> **To do**:
Out of the lines below, please list those that hold the string "sweep".

══ Task inputs ══

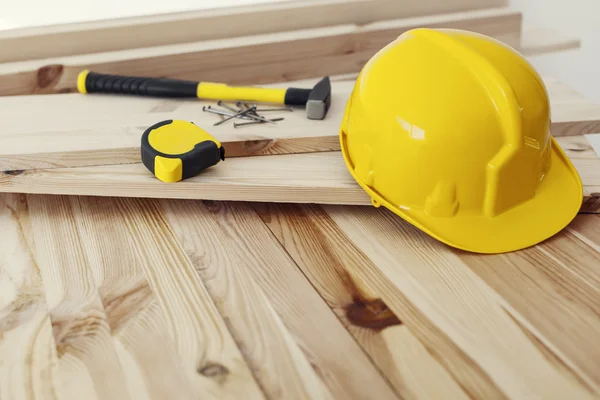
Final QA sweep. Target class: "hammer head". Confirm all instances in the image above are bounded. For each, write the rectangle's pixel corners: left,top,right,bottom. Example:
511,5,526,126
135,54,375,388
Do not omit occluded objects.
306,76,331,120
284,76,331,120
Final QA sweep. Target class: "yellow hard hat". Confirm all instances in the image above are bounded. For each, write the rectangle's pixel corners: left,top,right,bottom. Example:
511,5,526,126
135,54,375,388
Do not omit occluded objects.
340,28,583,254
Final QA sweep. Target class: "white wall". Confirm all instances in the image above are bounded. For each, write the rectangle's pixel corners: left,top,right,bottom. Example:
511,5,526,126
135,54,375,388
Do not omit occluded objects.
509,0,600,103
508,0,600,151
0,0,287,29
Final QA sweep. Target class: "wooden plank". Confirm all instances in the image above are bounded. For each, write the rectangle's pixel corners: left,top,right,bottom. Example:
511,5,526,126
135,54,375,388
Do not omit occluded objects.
0,88,349,171
0,126,339,172
161,199,400,399
0,152,367,202
0,8,522,96
520,25,580,56
324,204,598,399
254,202,502,399
545,77,600,136
558,135,600,214
0,75,597,172
0,0,505,63
0,135,597,212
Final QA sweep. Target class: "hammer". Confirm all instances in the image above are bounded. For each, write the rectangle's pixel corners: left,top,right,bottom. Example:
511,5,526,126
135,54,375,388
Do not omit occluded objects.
77,70,332,120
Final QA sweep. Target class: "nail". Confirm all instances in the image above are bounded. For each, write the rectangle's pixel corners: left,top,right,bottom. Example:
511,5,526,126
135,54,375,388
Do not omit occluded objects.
214,105,252,126
217,101,240,113
234,117,284,128
230,105,276,125
241,110,277,125
255,107,293,112
204,107,253,120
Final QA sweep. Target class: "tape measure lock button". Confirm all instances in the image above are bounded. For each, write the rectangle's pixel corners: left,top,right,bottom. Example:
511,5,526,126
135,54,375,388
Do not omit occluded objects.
141,119,225,183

═══

> **Response to the task**:
Final QA sweep. Target class: "hammer head". Confirm all instances in the image above are bounded. For each, write the rectangle's pixel corners: left,top,right,bottom. Example:
Final QA sweep. Target class: "yellow hard hat". Confirm all instances in the image above are bounded. For each, write the rectangle's pixel corners: left,top,right,bottom. Example:
Final QA sweep. Target class: "white wall". Confirm all instances in the image above are bounded. For each, write the rectangle's pixel corners: left,top,right,bottom. Example:
Final QA sweep. Target class: "wooden plank". Confirm all instances in the image above are bounded. For each, write the rectangle's pixel corners: left,top,right,bottom. Example:
Final QA sweep. Target class: "hammer". Confirm all instances in the image above are bounded. For each, write the rectangle's pixel corners: left,top,right,bottom. Example:
Final QA sweep. Target class: "nail". Confirm all instances in the image above are bounded. For each, write the rectangle's pixel corners: left,top,right,bottom. Example:
Final QA sweep. Target class: "tape measure lock button". Confirm all instances in the image above are bounded. For each, write the rectangle's pixel corners: left,top,right,bottom. Example:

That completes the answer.